Print the line that contains "Each instance of the magnifying" and every line that follows it in the data below, ending with the final line; include nothing else.

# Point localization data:
= Beginning of Section =

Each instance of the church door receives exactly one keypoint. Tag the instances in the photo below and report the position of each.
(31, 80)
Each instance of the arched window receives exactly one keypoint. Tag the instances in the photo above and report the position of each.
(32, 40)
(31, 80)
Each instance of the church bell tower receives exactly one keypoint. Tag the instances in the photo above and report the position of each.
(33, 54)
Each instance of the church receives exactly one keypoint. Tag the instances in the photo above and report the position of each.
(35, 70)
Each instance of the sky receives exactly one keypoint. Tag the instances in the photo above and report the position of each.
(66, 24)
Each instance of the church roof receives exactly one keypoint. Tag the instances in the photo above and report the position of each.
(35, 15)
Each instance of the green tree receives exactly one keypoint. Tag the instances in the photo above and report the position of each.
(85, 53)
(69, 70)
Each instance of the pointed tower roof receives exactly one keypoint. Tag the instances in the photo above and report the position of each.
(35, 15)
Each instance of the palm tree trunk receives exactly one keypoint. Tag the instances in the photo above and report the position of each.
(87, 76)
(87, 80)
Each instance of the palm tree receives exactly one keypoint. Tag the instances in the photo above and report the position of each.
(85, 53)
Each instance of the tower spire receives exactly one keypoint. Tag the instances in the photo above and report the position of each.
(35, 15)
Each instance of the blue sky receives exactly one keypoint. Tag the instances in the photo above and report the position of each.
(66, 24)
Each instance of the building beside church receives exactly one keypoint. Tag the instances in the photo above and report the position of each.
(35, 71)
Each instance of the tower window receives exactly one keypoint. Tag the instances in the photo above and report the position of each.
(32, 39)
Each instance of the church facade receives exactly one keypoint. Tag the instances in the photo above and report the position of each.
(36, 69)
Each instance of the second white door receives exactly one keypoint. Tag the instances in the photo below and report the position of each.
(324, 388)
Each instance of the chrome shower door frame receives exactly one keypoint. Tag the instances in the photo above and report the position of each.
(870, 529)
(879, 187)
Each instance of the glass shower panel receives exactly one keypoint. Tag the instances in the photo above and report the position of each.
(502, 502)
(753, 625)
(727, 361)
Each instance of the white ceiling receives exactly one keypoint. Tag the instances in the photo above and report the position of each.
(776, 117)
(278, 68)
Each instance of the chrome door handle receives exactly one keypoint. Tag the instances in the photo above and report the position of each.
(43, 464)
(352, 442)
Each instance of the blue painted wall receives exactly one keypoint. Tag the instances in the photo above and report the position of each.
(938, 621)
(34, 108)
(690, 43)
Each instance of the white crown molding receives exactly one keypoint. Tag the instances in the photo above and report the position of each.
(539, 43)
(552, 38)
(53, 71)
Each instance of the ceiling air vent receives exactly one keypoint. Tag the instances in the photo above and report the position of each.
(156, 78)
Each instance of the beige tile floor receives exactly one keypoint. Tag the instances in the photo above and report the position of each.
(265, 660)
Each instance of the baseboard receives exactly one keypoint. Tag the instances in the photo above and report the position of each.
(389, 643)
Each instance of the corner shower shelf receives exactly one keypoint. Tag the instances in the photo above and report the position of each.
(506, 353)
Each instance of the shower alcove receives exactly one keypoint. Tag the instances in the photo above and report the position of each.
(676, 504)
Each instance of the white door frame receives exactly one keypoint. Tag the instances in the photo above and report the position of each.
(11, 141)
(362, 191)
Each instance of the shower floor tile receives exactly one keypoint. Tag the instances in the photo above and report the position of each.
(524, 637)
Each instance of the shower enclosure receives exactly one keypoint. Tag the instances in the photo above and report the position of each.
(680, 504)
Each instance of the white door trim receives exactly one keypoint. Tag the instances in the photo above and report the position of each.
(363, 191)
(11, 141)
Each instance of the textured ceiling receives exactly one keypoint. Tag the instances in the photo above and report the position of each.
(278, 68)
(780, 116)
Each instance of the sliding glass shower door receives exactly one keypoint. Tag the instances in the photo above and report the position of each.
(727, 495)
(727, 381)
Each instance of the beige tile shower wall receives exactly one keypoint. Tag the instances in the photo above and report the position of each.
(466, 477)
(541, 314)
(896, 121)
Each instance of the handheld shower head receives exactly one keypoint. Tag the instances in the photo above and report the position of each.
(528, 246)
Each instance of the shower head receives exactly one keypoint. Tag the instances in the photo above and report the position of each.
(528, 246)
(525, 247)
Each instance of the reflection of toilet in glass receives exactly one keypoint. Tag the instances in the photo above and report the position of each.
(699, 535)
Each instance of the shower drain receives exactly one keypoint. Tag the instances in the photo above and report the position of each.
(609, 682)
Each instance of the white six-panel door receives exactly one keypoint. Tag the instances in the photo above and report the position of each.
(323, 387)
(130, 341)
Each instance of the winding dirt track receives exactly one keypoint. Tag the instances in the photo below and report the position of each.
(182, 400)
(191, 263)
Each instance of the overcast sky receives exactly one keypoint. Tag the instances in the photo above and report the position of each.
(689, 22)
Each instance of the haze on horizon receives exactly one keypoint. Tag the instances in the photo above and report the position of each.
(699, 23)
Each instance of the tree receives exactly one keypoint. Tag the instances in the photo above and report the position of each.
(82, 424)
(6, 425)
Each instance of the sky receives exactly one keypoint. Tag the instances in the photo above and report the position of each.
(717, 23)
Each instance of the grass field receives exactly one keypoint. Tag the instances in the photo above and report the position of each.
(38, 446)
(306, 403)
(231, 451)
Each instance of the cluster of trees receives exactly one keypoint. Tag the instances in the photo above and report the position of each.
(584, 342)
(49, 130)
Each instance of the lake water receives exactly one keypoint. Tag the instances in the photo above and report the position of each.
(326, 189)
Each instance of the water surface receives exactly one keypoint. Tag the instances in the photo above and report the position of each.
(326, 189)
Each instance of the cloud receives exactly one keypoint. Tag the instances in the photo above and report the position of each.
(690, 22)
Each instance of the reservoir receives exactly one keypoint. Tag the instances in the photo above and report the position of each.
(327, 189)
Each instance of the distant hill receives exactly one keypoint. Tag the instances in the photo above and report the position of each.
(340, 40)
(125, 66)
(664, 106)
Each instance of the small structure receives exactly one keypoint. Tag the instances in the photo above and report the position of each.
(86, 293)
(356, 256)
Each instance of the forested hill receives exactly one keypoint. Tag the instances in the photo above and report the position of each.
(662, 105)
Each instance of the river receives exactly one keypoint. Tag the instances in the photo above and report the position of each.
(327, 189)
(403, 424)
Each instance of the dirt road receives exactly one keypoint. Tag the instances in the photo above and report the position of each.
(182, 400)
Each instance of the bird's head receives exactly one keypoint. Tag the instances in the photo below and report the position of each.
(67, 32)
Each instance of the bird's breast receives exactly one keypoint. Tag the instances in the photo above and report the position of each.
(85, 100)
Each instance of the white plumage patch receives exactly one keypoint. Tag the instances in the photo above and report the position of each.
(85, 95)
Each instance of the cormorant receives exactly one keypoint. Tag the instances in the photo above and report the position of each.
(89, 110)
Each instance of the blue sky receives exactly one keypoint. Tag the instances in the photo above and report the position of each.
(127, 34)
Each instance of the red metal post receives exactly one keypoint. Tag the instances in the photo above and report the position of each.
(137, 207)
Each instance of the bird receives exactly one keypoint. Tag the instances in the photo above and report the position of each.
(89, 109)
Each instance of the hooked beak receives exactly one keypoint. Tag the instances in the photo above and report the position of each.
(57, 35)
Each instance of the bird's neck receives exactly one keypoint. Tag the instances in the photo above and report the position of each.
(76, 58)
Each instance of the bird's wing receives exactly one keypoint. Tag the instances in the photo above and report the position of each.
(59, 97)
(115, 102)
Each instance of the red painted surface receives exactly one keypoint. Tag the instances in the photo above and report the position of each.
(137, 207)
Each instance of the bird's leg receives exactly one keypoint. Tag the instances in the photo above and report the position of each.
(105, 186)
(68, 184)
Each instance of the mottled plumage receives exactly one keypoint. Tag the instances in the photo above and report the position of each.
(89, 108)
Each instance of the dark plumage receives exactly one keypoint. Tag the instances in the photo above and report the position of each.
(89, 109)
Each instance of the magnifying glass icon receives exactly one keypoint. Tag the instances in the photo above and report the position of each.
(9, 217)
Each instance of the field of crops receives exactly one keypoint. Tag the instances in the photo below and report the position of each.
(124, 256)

= End of Section =

# Written answer:
Each instance of the magnifying glass icon receives exactly one keypoint. Tag the instances in the photo above and report the position of each.
(9, 217)
Each instance of the field of crops receives exactly one keypoint. Tag the instances in the photo below and report the position of each.
(124, 256)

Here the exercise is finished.